Excerpts of bounding box data

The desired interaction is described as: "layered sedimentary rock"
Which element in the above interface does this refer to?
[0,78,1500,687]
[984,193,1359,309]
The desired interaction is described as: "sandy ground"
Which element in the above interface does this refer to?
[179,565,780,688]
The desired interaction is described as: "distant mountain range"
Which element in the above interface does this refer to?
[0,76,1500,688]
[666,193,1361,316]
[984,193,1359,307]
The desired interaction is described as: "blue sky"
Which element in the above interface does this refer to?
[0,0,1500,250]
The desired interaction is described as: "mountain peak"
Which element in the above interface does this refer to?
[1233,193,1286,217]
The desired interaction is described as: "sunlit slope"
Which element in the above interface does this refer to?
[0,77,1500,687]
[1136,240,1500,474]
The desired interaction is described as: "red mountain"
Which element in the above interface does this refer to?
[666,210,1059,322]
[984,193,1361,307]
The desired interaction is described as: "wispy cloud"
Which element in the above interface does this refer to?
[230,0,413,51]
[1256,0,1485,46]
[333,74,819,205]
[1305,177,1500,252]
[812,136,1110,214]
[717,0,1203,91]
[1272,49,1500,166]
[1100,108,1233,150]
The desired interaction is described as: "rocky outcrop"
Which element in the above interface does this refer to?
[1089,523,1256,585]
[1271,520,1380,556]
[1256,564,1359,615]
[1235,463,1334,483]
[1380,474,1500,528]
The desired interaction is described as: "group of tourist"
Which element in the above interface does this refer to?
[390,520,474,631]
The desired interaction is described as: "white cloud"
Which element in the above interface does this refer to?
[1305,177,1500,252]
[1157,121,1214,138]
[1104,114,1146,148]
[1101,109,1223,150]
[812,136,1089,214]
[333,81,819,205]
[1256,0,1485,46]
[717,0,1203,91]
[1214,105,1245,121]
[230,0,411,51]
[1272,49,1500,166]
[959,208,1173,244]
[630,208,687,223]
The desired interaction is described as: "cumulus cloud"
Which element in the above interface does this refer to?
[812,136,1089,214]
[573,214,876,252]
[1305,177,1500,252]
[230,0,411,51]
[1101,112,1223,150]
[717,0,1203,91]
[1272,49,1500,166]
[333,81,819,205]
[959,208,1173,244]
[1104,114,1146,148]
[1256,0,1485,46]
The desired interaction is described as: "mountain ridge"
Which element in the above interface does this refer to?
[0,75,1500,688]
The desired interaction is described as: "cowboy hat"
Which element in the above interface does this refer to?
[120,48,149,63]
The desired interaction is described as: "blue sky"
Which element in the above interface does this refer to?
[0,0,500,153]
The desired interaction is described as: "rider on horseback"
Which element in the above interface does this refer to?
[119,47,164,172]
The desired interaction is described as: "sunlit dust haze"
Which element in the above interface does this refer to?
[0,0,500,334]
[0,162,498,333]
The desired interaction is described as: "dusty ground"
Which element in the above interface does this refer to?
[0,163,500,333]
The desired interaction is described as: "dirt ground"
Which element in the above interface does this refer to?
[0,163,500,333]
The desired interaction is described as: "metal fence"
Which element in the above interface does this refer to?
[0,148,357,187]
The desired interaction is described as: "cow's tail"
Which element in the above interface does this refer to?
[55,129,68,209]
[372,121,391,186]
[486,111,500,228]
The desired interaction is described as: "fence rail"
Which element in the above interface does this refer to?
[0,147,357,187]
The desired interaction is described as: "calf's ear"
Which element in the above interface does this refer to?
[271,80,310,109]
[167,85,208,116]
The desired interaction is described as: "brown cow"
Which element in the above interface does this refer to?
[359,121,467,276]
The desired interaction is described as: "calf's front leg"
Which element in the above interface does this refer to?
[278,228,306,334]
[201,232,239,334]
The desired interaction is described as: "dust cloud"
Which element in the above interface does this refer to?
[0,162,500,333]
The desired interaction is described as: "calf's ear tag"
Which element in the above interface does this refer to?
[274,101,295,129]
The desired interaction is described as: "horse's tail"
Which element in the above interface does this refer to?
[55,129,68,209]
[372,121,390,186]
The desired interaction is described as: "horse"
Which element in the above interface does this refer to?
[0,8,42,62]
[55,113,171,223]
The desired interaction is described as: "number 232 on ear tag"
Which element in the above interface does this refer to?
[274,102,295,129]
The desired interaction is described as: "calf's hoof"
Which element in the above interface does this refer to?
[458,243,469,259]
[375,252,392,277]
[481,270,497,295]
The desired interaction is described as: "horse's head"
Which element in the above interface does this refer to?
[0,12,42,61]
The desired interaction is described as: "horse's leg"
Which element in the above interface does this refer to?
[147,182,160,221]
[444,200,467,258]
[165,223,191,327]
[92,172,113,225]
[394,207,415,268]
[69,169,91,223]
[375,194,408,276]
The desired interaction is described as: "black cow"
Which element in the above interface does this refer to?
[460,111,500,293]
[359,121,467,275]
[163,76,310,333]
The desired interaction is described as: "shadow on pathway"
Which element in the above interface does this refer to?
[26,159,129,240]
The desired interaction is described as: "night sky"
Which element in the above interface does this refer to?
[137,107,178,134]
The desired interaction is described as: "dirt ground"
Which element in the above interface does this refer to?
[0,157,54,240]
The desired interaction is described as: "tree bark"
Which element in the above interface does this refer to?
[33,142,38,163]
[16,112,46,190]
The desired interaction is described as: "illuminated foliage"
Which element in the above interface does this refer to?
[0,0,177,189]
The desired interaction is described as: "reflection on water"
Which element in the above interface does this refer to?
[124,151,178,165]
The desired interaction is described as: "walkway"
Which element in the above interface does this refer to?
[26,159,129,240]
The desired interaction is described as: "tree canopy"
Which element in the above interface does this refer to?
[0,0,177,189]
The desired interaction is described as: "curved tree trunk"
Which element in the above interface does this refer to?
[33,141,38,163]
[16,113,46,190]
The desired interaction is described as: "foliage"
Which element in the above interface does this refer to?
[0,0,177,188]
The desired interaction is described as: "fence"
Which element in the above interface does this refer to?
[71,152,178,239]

WRITTEN REQUEST: Quote all of the entries verbatim.

RESULT FOR THIS EXERCISE:
The desired interaction is described as: "layered sedimentary rock"
Which element in the above interface does this refer to?
[0,78,1500,687]
[984,193,1359,309]
The desired interaction is described as: "sandy ground"
Which element in the above interface does this refer to?
[179,565,780,688]
The desired interaction is described as: "distant mountain range"
Which element in the above interface does this refer to?
[0,76,1500,688]
[666,193,1361,316]
[984,193,1359,307]
The desired interaction is described as: "blue sky"
Which element in the above interface does this refer to?
[0,0,1500,250]
The desired interaction is described as: "mountain peak"
Which element in the above interface does this refer to?
[1233,193,1286,217]
The desired interaction is described as: "sunlit slope"
Which element in the above interface does this refer to?
[0,77,1500,687]
[1136,240,1500,474]
The desired interaction is described as: "red mountain"
Which element in the above interface does this refer to?
[666,210,1059,322]
[984,193,1361,307]
The desired interaction is described as: "wispy cloud"
Which element in the above interface does this refer to?
[230,0,413,51]
[1256,0,1485,46]
[333,74,819,205]
[1305,177,1500,252]
[812,136,1110,214]
[717,0,1203,91]
[1272,49,1500,166]
[1100,108,1233,150]
The desired interaction is described as: "rocky outcrop"
Which element in the above interface does this refer to?
[1089,523,1256,585]
[1271,520,1380,556]
[1256,564,1359,615]
[1235,463,1334,483]
[1380,474,1500,528]
The desired interaction is described as: "group of tourist"
Which element in the above interface does this refer to?
[390,520,474,631]
The desired interaction is described as: "white cloud"
Which element in the above interface does this refer to?
[1305,177,1500,252]
[1157,121,1214,138]
[1104,114,1146,148]
[1101,109,1223,150]
[812,136,1089,214]
[333,81,819,205]
[1256,0,1485,46]
[717,0,1203,91]
[1214,105,1245,121]
[230,0,411,51]
[1272,49,1500,166]
[959,208,1173,244]
[630,208,687,223]
The desired interaction is described as: "cumulus cloud"
Which element in the above interface does this refer to?
[812,136,1089,214]
[573,214,876,252]
[1305,177,1500,252]
[230,0,411,51]
[1101,112,1223,150]
[717,0,1203,91]
[1272,49,1500,166]
[333,81,819,205]
[959,208,1173,244]
[1104,114,1146,148]
[1256,0,1485,46]
The desired interaction is described as: "mountain ridge"
Which element in the above interface does this refer to?
[0,75,1500,688]
The desired interaction is described as: "cowboy hat"
Which element in the above interface does this refer to?
[120,48,149,63]
The desired interaction is described as: "blue sky"
Which element in the above interface does this refer to?
[0,0,500,153]
The desired interaction is described as: "rider on horseback"
Which element in the above interface does this refer to?
[119,47,164,172]
The desired interaction is described as: "sunlit dust haze"
Which element in the above interface does this refer to?
[0,0,500,334]
[0,162,498,333]
The desired interaction is described as: "dusty ground"
Which element in the above interface does this refer to?
[0,163,500,333]
The desired interaction is described as: "dirt ground"
Which element in the above interface does this refer to?
[0,163,500,333]
The desired interaction is described as: "metal fence"
Which element in the above interface does this refer to?
[0,148,357,187]
The desired interaction is described as: "cow's tail"
Which element in the above interface does this refer to?
[55,129,68,209]
[372,121,391,186]
[486,111,500,228]
The desired interaction is described as: "fence rail"
Which element in the above interface does this refer to?
[0,147,357,187]
The desired interaction is described as: "calf's ear"
Which element in the above interface does this refer to?
[271,80,310,109]
[167,85,208,116]
The desired interaction is described as: "brown cow"
Which element in the above interface does this refer to?
[359,121,467,276]
The desired interaction is described as: "calf's front leg"
Which element in the above interface does this refer to?
[278,228,306,334]
[201,232,239,334]
The desired interaction is described as: "dust cloud"
Which element in the above interface does this refer to?
[0,162,500,333]
The desired interaction is described as: "calf's ear tag"
Which element in the above interface does this refer to?
[274,101,295,129]
The desired interaction is described as: "horse's tail"
Which element in the above interface does this refer to?
[55,129,68,209]
[372,121,390,186]
The desired interaction is described as: "horse"
Which element in the above interface does this refer to?
[0,8,42,62]
[55,113,171,223]
The desired interaction is described as: "number 232 on ear tag"
Which element in the above interface does this refer to?
[274,102,295,129]
The desired interaction is described as: "calf's hoof"
Which element in the above interface does this refer to?
[458,243,469,259]
[375,252,392,277]
[481,270,497,295]
The desired interaction is described as: "horse's head"
Which element in the above interface does this refer to?
[0,12,42,61]
The desired interaction is described as: "horse's leg"
Which element in the above interface does this refer to?
[147,182,160,221]
[444,200,467,258]
[165,223,191,327]
[92,172,113,225]
[394,207,415,268]
[69,169,91,223]
[375,194,408,276]
The desired interaction is described as: "black cow"
Which element in the above interface does this refer to?
[460,111,500,293]
[359,121,467,275]
[163,76,310,333]
The desired interaction is described as: "shadow on pathway"
Which element in the above interface does this refer to?
[26,159,129,240]
The desired interaction is described as: "night sky"
Which element in the above interface does this refer to?
[137,107,178,134]
The desired interaction is described as: "dirt ground"
Which element in the above interface does this refer to?
[0,157,54,240]
The desired interaction is described as: "tree bark"
Which element in the above interface does this refer to?
[33,142,38,163]
[16,112,46,190]
The desired interaction is described as: "illuminated foliage"
Which element in the above interface does this refer to?
[0,0,177,189]
The desired interaction is described as: "reflection on water"
Which element in the above interface does this refer to?
[124,151,178,165]
The desired interaction is described as: "walkway"
Which element in the above interface does this refer to?
[26,159,129,240]
The desired interaction is described as: "tree canopy"
Which element in the above interface does this refer to?
[0,0,177,189]
The desired interaction is described as: "curved tree trunk"
Which element in the above interface does this refer to?
[33,141,38,163]
[16,113,46,190]
The desired interaction is described as: "foliage"
Which element in the above interface does this refer to?
[0,0,177,188]
The desired interaction is described as: "fence"
Which element in the above interface does this refer to?
[71,152,178,239]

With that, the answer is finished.